## WHAT TO WORK ON
Beginning at the top of the data below, restate every line word for word until the line containing "Note: spot each instance of the man holding" has been included, and omit the pictures.

## EXTRACTED ENTRIES
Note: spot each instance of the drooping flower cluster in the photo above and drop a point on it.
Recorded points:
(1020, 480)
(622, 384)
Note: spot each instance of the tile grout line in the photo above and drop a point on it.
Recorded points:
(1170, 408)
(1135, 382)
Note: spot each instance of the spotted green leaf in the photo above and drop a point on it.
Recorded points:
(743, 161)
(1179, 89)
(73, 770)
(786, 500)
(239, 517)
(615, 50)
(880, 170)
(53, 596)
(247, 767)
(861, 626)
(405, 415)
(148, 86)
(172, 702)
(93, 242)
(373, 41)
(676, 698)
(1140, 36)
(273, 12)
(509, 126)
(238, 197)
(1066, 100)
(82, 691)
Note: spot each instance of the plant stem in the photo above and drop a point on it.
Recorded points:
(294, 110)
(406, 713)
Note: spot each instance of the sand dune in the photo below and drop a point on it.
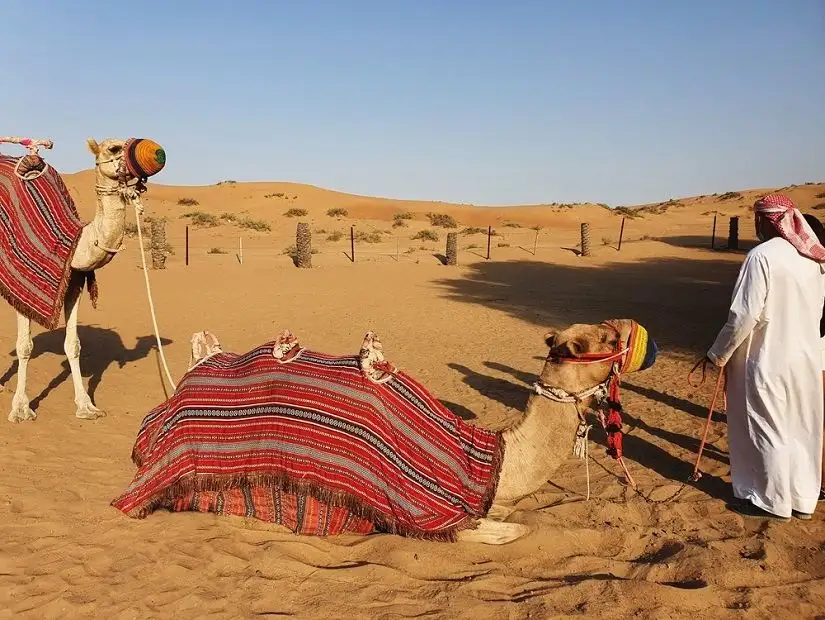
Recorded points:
(472, 334)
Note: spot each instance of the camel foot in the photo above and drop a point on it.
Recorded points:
(89, 412)
(20, 412)
(491, 532)
(498, 512)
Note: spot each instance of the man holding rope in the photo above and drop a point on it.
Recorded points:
(770, 350)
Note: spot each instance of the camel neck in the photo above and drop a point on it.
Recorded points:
(536, 446)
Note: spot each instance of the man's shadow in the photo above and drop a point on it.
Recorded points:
(99, 349)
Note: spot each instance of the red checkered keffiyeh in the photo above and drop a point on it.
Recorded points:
(791, 225)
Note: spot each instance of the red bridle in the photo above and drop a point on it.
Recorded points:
(612, 423)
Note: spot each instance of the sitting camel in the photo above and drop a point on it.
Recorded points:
(121, 170)
(326, 445)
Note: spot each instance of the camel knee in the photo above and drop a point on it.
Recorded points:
(24, 348)
(71, 346)
(490, 532)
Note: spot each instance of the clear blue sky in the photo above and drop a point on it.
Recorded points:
(478, 101)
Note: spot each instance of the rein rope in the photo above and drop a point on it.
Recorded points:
(606, 393)
(130, 193)
(721, 385)
(138, 211)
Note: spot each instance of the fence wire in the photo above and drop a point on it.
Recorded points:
(407, 244)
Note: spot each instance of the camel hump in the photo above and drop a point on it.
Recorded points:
(371, 357)
(284, 344)
(204, 344)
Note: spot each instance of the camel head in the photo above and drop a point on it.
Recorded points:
(126, 161)
(583, 355)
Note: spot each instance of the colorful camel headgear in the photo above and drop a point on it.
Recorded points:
(789, 222)
(641, 350)
(143, 157)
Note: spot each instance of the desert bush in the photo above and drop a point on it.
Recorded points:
(473, 230)
(373, 236)
(201, 219)
(292, 250)
(442, 219)
(425, 235)
(259, 225)
(730, 196)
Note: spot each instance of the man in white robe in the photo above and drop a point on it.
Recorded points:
(770, 349)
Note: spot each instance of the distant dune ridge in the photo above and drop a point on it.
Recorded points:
(473, 334)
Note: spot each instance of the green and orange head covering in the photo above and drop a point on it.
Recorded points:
(143, 158)
(641, 349)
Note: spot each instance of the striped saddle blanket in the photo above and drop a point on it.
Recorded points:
(314, 444)
(39, 230)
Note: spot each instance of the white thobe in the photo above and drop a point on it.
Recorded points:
(771, 348)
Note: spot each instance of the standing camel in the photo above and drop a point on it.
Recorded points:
(323, 444)
(121, 170)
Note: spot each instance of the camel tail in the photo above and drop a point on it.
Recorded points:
(91, 286)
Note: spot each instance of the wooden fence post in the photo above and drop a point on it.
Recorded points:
(158, 247)
(713, 234)
(733, 233)
(452, 248)
(303, 243)
(352, 243)
(489, 236)
(585, 239)
(621, 234)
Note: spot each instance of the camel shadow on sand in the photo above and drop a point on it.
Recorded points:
(100, 348)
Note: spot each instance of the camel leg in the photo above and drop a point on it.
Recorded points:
(499, 512)
(20, 409)
(491, 532)
(71, 345)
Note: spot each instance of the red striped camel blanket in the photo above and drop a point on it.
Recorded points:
(313, 443)
(39, 230)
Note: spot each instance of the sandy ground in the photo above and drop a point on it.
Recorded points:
(473, 335)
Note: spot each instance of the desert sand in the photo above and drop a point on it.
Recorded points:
(473, 334)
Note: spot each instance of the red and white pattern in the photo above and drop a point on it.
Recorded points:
(39, 230)
(791, 225)
(313, 444)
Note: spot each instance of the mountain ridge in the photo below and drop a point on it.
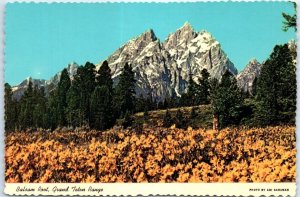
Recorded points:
(162, 68)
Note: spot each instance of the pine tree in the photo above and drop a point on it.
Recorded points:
(167, 121)
(127, 120)
(10, 115)
(104, 77)
(276, 89)
(180, 120)
(40, 108)
(124, 100)
(290, 21)
(101, 111)
(204, 87)
(62, 89)
(190, 98)
(74, 115)
(227, 101)
(79, 96)
(27, 105)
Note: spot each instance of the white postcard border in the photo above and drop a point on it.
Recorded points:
(134, 189)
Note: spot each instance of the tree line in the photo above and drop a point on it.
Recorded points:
(91, 98)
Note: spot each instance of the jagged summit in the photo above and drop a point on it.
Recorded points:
(162, 69)
(187, 26)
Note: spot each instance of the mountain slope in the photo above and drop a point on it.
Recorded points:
(162, 69)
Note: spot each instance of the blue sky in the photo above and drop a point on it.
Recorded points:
(41, 39)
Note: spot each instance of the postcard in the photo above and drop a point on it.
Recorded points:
(177, 98)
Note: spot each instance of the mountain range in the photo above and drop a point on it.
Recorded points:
(162, 69)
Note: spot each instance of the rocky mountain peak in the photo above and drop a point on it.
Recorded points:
(181, 37)
(162, 69)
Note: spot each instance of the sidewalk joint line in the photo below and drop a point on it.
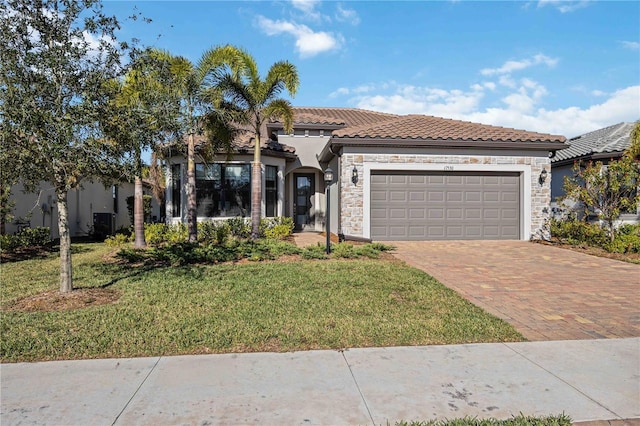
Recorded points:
(564, 381)
(358, 387)
(136, 391)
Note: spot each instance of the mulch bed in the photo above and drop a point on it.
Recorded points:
(594, 251)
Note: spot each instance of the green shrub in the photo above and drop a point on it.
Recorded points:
(146, 207)
(35, 237)
(278, 227)
(576, 232)
(156, 234)
(117, 240)
(240, 227)
(127, 231)
(214, 231)
(278, 232)
(314, 252)
(28, 237)
(344, 251)
(627, 240)
(9, 243)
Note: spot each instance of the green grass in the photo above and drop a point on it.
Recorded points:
(519, 420)
(236, 307)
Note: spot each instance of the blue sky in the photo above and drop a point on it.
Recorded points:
(562, 67)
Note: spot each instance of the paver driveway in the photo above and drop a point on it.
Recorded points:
(545, 292)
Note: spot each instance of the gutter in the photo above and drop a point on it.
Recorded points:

## OUTPUT
Note: spot each instance of the drooping flower cluster in the photo above and drop a point on it.
Recorded points:
(1020, 480)
(622, 384)
Note: spot each instance of the tile grout line in the photo above and drop a point on it.
Recorded points:
(1170, 408)
(1135, 382)
Note: spot each instance of the spotted green leaf in the photo above and drop a point on it.
Recorded points:
(743, 161)
(1179, 89)
(73, 770)
(786, 500)
(239, 517)
(615, 50)
(880, 170)
(53, 596)
(247, 767)
(861, 626)
(405, 415)
(148, 86)
(172, 702)
(93, 242)
(373, 41)
(676, 698)
(1140, 36)
(273, 12)
(509, 126)
(238, 197)
(1066, 100)
(82, 691)
Note: spot each instance of the plant stem in the photo above and drop a point on it.
Recorded points:
(294, 110)
(406, 713)
Note: spot each instance of the sand dune in the photo below and drop a point on it.
Recorded points:
(472, 334)
Note: spot each instance of the camel foot in the photo above and drop a point on it.
Recorded points:
(89, 412)
(20, 412)
(491, 532)
(498, 512)
Note: spot each instance of the man holding rope in the photo above and drop a point on it.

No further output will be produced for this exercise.